Starting at the line containing "Question. The picture above shows the white paper" and continuing through the end of the listing below, reproduce every line, requests included, and scale each answer coordinate by 1.45, rounding to whole numbers with halves rounded up.
++++ Supplied information
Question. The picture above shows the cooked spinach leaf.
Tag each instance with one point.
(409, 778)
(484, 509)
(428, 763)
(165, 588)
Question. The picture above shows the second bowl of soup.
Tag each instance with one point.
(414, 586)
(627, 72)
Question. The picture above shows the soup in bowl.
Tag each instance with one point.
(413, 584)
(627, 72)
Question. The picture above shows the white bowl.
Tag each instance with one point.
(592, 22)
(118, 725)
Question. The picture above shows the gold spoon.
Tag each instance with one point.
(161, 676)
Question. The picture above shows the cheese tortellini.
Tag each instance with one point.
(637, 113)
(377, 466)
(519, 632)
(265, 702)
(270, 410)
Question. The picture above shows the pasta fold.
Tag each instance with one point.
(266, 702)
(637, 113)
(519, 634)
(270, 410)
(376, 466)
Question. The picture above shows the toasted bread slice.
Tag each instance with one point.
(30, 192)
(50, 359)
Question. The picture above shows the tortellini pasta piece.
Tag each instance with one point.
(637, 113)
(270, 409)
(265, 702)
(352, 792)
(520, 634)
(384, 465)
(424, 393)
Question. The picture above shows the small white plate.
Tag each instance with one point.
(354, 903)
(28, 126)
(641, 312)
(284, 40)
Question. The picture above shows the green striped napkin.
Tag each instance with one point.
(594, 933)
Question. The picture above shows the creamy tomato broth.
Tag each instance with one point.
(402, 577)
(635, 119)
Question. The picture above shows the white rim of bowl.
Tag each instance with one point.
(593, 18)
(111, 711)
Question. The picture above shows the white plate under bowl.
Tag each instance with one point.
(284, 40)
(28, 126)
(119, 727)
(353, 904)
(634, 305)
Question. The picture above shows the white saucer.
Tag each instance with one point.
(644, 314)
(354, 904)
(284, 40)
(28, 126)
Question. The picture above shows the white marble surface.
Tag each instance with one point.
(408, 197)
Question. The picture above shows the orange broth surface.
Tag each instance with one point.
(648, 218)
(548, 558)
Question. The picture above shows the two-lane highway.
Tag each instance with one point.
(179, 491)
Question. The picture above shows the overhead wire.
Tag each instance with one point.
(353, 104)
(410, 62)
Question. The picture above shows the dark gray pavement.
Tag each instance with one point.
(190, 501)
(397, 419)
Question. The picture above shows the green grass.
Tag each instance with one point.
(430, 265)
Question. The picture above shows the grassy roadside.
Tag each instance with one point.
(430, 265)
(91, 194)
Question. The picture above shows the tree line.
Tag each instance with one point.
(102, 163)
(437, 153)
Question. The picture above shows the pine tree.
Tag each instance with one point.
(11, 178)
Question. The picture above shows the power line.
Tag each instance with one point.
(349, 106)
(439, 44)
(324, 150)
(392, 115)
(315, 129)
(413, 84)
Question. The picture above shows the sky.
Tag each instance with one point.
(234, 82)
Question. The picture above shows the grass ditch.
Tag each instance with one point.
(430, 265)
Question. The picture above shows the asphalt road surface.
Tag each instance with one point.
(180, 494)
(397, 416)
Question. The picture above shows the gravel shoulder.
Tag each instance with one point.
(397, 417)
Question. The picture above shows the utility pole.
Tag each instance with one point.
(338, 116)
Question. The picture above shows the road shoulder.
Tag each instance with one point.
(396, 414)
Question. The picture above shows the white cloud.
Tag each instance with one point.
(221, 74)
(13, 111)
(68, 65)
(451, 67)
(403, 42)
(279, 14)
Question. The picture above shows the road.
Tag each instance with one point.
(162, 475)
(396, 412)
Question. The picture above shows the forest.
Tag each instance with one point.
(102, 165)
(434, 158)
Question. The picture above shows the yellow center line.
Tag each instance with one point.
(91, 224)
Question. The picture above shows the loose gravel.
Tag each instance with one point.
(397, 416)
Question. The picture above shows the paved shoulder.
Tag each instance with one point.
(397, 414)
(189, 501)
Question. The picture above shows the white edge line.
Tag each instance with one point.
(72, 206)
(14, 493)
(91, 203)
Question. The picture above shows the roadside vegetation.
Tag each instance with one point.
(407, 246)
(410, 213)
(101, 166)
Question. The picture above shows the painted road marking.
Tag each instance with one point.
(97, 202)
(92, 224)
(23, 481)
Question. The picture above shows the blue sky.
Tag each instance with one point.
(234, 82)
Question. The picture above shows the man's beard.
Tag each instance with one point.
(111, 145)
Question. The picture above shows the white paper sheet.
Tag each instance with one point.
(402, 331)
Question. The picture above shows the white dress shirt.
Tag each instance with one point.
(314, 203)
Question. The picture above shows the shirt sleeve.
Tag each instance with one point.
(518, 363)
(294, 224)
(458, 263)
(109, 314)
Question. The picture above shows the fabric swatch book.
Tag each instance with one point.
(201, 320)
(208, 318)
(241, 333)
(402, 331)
++++++++
### Solution to this task
Question. The picture above shows the white paper sheet.
Tag each instance with one point.
(583, 480)
Question. The picture above shows the white dress shirt.
Tag each instance with one point.
(455, 294)
Question. The picture above shows the shirt sleeve.
Tag each instance with one point.
(751, 526)
(426, 325)
(664, 381)
(158, 455)
Question. The picture above shows the fabric swatch book.
Tag each instance with one point.
(291, 464)
(302, 461)
(349, 483)
(583, 480)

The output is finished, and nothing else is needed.